Data records -

BEGIN

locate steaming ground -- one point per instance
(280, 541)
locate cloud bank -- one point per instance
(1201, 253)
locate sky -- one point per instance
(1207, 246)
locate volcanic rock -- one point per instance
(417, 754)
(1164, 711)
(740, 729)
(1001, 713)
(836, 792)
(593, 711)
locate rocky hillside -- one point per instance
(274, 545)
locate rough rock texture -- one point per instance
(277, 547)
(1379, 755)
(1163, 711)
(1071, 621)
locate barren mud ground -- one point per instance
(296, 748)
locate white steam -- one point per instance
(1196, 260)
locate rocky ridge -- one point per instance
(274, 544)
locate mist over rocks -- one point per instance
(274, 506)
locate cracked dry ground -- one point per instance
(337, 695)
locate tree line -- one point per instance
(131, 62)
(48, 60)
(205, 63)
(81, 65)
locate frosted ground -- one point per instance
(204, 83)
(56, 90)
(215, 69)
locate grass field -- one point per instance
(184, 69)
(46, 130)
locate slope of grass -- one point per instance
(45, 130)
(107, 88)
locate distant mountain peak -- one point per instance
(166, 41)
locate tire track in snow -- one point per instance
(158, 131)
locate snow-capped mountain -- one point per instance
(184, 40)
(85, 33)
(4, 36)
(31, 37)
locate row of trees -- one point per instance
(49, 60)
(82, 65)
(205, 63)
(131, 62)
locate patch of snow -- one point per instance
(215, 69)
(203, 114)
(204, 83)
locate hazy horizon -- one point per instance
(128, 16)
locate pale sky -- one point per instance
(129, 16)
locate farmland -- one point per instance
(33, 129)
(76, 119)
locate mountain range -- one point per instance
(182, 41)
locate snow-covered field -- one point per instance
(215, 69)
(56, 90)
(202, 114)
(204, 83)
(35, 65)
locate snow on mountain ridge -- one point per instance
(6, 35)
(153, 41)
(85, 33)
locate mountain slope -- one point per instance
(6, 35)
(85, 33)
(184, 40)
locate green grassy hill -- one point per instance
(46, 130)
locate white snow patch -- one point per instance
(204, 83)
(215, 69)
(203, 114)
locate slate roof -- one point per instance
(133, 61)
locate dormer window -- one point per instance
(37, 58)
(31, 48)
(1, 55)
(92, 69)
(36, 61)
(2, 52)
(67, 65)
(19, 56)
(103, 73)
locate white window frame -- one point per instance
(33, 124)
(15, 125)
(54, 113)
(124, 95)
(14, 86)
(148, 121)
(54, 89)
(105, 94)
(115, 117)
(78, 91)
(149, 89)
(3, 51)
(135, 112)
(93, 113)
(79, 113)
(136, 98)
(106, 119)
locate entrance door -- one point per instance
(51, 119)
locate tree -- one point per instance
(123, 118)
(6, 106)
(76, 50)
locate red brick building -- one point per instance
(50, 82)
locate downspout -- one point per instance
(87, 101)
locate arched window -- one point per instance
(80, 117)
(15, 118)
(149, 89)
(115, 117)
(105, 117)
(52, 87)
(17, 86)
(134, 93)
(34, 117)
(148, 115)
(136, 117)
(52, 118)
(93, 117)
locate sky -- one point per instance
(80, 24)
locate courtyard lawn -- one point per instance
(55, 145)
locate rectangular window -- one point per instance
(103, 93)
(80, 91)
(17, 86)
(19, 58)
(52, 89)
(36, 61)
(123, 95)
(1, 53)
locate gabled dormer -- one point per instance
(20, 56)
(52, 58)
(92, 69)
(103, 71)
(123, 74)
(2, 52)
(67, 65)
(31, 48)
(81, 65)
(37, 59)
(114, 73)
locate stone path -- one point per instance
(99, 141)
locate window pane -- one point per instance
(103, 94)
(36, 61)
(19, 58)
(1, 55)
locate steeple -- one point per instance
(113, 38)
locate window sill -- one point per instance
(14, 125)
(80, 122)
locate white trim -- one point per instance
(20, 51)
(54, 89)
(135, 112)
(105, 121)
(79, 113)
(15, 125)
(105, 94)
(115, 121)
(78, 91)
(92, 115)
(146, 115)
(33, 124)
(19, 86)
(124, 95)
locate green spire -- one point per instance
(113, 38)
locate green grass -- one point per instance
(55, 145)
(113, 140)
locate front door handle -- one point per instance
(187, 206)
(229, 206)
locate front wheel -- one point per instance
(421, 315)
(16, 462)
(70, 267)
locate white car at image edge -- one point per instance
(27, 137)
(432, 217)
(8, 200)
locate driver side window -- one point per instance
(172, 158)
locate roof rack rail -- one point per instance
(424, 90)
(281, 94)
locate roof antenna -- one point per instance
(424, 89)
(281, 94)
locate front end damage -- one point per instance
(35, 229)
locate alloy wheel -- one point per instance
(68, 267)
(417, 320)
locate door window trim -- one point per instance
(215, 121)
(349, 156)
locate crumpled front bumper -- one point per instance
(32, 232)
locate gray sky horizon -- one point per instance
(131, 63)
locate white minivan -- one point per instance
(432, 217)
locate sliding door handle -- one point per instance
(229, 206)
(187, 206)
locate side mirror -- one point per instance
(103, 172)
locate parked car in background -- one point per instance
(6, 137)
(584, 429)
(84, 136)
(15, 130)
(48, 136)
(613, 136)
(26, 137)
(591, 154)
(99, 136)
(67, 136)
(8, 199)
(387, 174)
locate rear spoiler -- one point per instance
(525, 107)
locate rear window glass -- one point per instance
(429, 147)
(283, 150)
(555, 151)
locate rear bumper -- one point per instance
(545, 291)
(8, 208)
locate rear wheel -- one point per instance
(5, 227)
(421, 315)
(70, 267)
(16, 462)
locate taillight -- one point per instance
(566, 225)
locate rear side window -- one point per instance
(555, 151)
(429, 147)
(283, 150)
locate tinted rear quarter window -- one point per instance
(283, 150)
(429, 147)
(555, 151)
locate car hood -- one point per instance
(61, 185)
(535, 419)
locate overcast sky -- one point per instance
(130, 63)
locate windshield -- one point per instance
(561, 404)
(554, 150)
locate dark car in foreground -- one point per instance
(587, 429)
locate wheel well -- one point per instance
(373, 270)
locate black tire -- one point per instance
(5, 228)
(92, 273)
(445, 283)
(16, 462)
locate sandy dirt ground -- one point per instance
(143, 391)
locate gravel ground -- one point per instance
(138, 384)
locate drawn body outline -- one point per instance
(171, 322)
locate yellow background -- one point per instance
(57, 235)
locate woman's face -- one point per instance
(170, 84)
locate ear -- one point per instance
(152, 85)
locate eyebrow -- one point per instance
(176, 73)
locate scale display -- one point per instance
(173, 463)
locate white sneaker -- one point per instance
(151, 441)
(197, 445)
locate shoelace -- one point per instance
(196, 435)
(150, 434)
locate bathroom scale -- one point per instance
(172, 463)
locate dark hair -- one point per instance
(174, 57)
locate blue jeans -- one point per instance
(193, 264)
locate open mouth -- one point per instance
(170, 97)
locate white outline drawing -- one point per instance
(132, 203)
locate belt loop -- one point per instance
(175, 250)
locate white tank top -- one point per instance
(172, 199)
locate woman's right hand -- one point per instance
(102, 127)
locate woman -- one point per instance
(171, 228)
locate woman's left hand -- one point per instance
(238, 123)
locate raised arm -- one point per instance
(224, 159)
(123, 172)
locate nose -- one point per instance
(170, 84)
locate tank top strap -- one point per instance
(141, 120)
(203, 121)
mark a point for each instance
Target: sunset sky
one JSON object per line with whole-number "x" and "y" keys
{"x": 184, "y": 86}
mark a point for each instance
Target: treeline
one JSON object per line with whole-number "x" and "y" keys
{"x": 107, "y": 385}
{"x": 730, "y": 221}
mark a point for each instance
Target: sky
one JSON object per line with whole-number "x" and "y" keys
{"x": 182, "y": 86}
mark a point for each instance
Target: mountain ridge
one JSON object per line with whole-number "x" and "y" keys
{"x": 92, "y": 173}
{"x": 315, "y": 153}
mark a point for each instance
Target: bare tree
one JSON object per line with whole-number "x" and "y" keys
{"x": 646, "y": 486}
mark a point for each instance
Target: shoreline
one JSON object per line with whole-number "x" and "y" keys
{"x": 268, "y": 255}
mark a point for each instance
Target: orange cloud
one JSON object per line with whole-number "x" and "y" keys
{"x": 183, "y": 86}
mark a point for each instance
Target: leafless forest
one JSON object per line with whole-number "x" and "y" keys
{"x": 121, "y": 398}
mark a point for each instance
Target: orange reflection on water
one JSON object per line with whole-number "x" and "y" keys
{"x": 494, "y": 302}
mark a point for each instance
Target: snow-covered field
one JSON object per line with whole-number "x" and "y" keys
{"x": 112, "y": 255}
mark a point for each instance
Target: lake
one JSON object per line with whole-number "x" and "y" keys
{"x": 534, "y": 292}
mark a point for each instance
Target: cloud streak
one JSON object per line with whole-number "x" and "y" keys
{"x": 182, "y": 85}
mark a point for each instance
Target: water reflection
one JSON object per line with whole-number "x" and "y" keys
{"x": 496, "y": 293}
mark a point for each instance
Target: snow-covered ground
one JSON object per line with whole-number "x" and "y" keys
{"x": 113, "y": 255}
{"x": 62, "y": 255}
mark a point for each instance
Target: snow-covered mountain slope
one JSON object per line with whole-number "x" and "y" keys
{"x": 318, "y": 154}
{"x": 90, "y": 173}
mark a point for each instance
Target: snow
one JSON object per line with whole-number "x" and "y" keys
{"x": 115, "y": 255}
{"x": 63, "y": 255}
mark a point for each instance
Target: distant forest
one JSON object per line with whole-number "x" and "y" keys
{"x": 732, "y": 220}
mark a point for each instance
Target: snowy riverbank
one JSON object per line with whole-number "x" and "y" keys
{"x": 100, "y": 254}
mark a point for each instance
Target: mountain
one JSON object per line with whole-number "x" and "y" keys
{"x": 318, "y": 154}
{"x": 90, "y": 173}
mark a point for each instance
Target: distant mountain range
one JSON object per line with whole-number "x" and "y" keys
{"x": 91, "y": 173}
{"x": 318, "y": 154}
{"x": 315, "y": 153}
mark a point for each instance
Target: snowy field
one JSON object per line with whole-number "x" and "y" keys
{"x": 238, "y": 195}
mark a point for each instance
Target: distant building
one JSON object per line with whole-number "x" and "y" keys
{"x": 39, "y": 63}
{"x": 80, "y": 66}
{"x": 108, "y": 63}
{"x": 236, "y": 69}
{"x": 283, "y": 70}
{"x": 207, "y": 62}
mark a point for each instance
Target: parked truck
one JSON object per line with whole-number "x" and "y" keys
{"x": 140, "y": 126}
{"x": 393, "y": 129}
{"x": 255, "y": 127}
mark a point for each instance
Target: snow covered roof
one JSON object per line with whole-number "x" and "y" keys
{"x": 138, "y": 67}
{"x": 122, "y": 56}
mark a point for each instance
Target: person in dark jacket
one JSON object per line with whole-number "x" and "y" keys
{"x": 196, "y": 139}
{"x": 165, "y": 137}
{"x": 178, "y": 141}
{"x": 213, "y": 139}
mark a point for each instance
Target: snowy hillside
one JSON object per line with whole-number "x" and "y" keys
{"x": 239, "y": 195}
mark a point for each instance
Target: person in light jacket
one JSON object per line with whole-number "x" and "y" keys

END

Direction - Find every line in the data records above that contains the string "horizon", and copy each such line.

Exercise answer -
locate hazy horizon -- one point per instance
locate gray sky horizon -- one point per instance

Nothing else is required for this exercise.